Start of Provided entries
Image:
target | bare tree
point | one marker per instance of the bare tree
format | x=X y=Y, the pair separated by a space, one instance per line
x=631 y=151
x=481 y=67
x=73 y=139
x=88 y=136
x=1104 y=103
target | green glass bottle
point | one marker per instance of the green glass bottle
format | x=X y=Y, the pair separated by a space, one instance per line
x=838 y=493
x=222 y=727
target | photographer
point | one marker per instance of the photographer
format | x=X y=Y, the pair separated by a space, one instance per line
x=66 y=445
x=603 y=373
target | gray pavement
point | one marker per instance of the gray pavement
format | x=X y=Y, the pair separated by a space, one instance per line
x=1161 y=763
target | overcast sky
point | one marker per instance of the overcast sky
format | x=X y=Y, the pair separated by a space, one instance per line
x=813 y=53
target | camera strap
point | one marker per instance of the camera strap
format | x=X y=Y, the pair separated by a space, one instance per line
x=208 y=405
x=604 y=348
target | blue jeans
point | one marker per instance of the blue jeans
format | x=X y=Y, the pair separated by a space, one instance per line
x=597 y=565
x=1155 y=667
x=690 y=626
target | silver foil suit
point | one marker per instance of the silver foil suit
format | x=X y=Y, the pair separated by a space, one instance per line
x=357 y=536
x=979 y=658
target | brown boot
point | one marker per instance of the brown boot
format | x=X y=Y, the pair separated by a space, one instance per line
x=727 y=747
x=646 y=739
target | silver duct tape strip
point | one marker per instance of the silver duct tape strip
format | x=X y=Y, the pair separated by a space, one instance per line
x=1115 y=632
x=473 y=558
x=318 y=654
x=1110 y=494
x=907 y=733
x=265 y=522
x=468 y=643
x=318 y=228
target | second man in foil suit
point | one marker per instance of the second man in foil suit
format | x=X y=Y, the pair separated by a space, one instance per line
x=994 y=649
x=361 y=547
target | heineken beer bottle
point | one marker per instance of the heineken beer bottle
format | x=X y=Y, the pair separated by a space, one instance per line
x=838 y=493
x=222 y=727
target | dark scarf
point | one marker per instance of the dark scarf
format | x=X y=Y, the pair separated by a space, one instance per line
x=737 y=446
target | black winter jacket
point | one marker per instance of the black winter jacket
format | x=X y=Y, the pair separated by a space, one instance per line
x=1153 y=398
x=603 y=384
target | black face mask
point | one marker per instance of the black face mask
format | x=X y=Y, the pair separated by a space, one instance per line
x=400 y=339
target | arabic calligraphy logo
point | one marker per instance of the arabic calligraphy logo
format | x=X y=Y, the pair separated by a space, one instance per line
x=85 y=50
End of Provided entries
Prompt:
Could you retype exactly the lines above, starting at the line that contains "point | one marker per instance of the dark" and ending at the line that contains "point | one marker per instance of the black winter", and nothing more?

Task solution:
point | one marker per instance of the dark scarf
format | x=X y=Y, the pair separated by a space, one instance per line
x=737 y=446
target | black winter jacket
point | one marker per instance of the black winter jacket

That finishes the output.